*ACTIVITY:* In the data below, the answer is the run of lines from the line containing "y=13, one point per instance." through the line containing "y=94, one point per instance.", both included; print it exactly and nothing else.

*AVAILABLE RECORDS:*
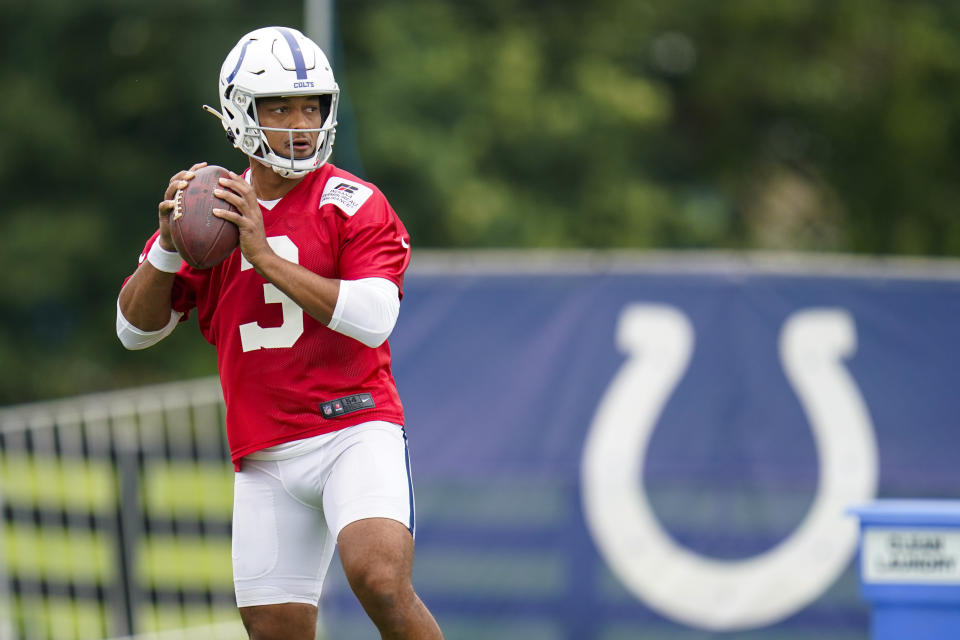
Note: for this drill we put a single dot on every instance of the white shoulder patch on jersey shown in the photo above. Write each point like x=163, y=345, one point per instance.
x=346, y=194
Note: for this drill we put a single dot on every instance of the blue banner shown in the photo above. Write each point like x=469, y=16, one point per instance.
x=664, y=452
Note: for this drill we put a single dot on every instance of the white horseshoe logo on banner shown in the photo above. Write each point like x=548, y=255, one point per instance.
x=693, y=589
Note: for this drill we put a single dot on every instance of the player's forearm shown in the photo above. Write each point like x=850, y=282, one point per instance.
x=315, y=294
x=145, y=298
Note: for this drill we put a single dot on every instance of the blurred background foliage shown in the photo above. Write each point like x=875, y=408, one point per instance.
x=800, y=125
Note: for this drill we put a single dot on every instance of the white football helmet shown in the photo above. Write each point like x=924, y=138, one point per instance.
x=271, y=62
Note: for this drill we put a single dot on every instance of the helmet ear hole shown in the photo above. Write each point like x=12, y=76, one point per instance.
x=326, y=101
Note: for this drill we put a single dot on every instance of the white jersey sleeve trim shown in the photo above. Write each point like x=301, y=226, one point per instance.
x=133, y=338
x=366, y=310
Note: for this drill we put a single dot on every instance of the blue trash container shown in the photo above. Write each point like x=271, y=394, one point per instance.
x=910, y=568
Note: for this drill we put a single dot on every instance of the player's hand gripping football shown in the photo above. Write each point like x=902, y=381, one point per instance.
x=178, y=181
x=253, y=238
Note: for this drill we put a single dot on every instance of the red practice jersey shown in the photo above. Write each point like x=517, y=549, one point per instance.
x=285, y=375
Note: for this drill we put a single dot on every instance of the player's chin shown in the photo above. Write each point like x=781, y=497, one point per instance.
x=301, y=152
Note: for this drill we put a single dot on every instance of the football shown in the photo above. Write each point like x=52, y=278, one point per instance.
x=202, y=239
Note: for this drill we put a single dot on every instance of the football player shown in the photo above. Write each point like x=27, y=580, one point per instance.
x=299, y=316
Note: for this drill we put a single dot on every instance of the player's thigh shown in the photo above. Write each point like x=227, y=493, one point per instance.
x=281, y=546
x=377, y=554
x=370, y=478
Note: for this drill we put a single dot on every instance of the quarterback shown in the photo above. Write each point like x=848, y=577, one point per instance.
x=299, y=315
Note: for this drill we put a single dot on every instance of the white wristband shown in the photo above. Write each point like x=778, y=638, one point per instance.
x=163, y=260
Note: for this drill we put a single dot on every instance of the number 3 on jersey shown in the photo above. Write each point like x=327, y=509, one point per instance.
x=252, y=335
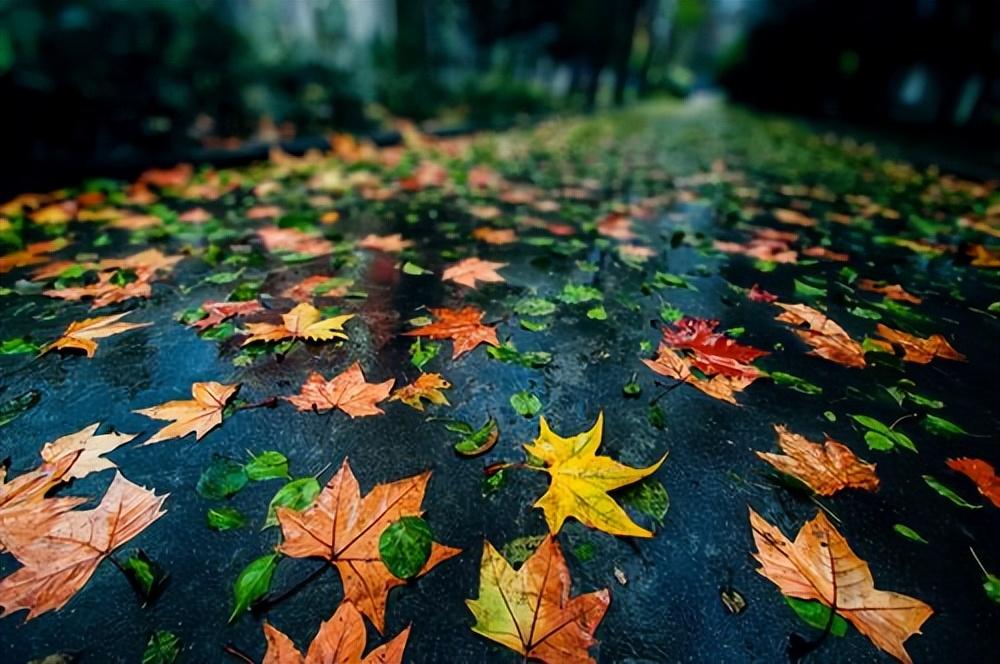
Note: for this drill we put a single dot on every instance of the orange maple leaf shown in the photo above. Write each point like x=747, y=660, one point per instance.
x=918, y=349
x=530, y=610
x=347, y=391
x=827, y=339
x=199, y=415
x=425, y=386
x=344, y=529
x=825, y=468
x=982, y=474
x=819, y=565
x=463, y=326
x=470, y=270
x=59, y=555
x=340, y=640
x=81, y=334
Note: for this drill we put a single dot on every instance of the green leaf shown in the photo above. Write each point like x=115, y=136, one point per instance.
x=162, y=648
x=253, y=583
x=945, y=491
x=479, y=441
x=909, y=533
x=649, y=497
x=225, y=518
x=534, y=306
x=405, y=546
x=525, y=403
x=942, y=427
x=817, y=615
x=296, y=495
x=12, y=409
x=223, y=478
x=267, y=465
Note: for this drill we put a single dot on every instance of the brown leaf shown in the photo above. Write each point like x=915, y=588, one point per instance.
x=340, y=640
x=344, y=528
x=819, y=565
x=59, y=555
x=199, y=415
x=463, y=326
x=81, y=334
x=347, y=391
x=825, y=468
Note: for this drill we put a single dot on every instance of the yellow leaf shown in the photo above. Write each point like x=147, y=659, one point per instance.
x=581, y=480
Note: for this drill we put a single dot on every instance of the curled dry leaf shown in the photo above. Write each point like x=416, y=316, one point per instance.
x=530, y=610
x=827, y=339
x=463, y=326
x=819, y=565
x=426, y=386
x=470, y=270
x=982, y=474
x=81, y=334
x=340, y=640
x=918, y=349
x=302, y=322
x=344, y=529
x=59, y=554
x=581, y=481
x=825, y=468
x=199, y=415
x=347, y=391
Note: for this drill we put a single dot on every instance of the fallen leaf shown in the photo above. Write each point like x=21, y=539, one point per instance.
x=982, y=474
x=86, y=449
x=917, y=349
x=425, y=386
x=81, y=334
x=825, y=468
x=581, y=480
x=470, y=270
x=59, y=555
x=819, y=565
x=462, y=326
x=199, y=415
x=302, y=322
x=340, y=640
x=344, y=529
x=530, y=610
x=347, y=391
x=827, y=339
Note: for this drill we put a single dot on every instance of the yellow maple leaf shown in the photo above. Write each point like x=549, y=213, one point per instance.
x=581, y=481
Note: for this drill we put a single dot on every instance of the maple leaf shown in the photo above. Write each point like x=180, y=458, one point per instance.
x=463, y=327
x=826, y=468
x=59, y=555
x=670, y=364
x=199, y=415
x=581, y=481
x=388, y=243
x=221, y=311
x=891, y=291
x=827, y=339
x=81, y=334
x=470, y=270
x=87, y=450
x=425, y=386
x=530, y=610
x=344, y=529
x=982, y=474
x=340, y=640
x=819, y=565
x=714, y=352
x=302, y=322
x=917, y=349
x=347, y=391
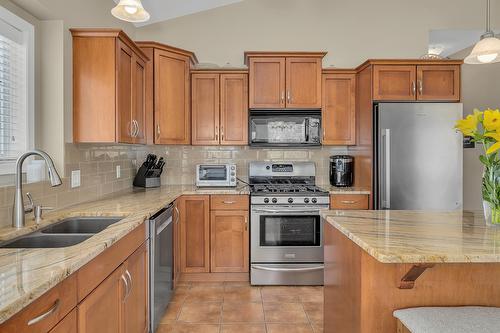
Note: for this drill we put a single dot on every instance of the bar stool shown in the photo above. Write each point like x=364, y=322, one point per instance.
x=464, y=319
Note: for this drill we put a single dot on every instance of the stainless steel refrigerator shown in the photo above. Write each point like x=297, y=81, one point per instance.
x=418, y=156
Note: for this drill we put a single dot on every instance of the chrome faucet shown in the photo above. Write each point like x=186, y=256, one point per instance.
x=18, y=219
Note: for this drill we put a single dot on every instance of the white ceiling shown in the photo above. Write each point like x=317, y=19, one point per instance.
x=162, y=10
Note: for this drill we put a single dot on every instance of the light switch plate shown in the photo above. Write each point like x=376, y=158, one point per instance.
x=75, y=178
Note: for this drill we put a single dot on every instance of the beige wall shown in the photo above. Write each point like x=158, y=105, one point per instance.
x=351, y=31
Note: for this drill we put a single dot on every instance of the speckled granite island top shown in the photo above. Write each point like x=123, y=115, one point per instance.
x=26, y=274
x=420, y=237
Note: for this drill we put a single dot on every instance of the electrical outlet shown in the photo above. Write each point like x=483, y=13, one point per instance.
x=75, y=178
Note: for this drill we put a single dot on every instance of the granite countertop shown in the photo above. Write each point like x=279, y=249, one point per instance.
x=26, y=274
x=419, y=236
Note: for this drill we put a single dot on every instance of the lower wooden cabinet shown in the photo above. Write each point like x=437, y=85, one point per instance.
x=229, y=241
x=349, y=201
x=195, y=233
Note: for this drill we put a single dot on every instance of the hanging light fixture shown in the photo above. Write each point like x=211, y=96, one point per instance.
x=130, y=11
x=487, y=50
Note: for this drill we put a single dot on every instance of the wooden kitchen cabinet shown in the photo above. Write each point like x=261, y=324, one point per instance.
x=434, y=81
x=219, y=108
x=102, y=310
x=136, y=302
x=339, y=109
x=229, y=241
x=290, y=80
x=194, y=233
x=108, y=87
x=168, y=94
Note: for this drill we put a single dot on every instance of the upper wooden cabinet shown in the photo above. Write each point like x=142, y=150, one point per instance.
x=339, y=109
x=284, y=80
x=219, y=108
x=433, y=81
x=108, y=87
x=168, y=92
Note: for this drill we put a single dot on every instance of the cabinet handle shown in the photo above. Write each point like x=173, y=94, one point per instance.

...

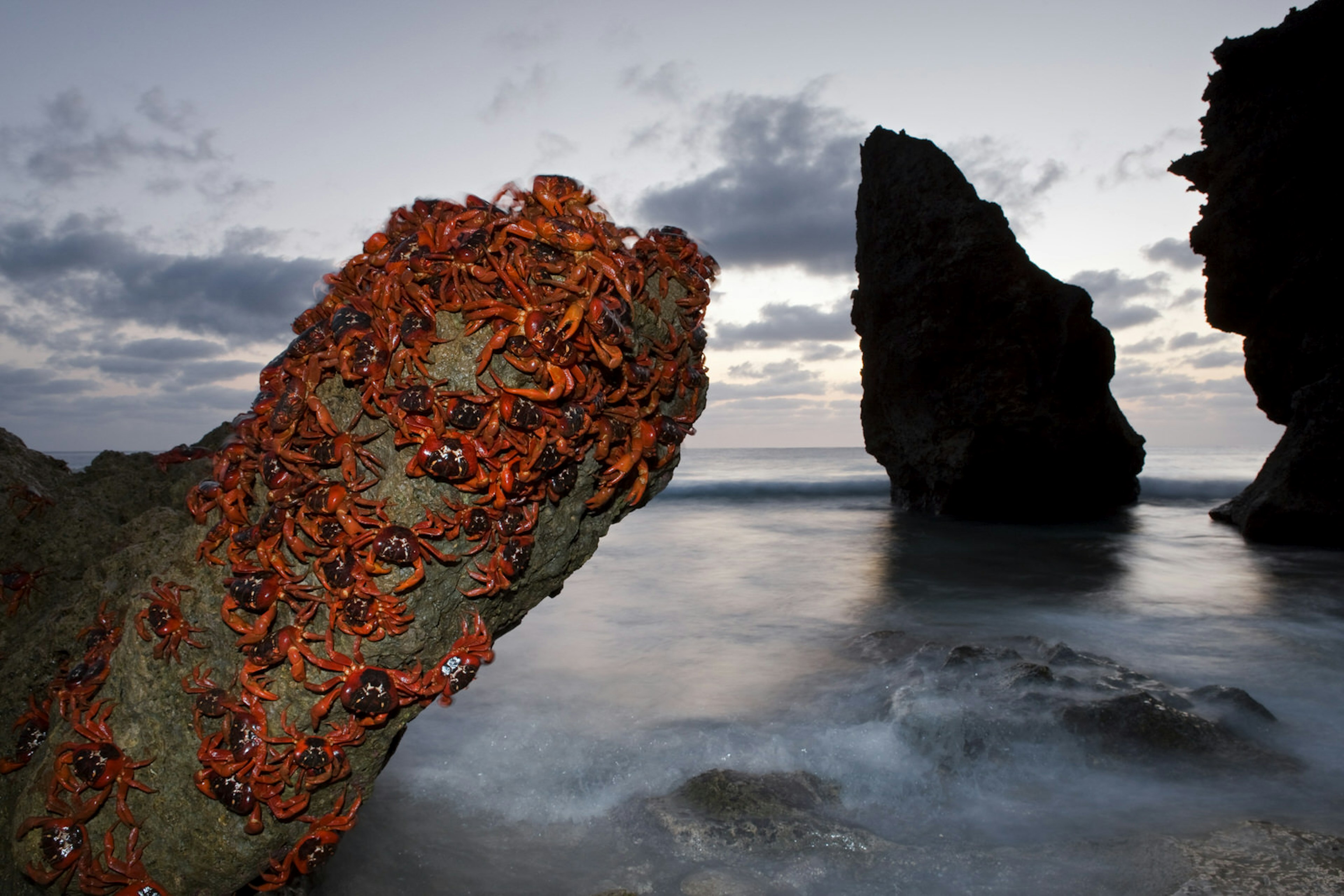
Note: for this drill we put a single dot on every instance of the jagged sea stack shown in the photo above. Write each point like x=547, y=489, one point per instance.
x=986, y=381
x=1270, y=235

--

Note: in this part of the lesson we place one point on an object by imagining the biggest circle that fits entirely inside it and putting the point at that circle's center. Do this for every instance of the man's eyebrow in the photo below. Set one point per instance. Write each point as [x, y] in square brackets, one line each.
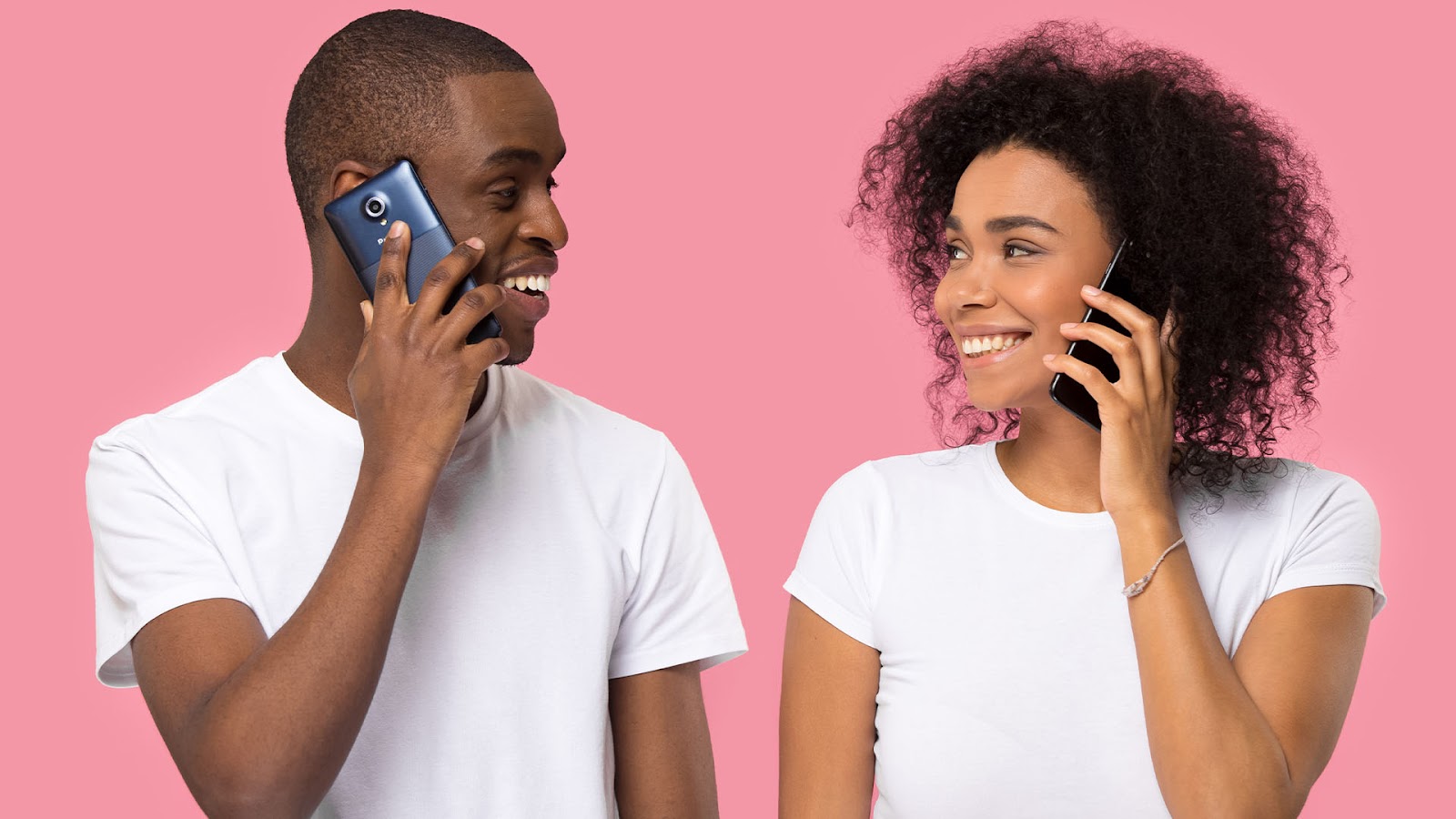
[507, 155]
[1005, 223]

*TASK SOLUTION:*
Note: for this drill we put a single dot on every instance of the electrical outlet shown in the photo above. Write each point like x=483, y=13, one point per instance.
x=75, y=178
Note: for this drill we put a single dot on every instance of the granite countertop shown in the photo above. Write each point like x=279, y=249, one point per instance.
x=26, y=274
x=419, y=236
Note: for this drill we put a single dot on every instance of the lower wooden cabinet shown in the photo above. Write each point like x=437, y=85, one point per instance.
x=229, y=241
x=349, y=201
x=195, y=233
Note: for this drill we put a single dot on every instance of the hanging light fixture shown in the photo above. Write each point like x=211, y=96, one point per instance.
x=130, y=11
x=487, y=50
Note: for this drill we put a single dot on every instance of the wooden kitchen cabinet shown in the photo above. Write each point like x=261, y=324, one point per instance.
x=434, y=81
x=219, y=108
x=102, y=310
x=136, y=302
x=339, y=109
x=229, y=241
x=290, y=80
x=194, y=233
x=108, y=87
x=168, y=94
Note: for this drill we put a single dot on every instance of the upper wooden cabinet shown in the photo above. Write each point like x=142, y=150, one point per instance.
x=339, y=109
x=284, y=80
x=219, y=108
x=433, y=81
x=108, y=87
x=168, y=92
Note: for this drill we put a single dot on every instance of the cabinet handle shown in the photo above. Write each point like x=173, y=94, one point per instance.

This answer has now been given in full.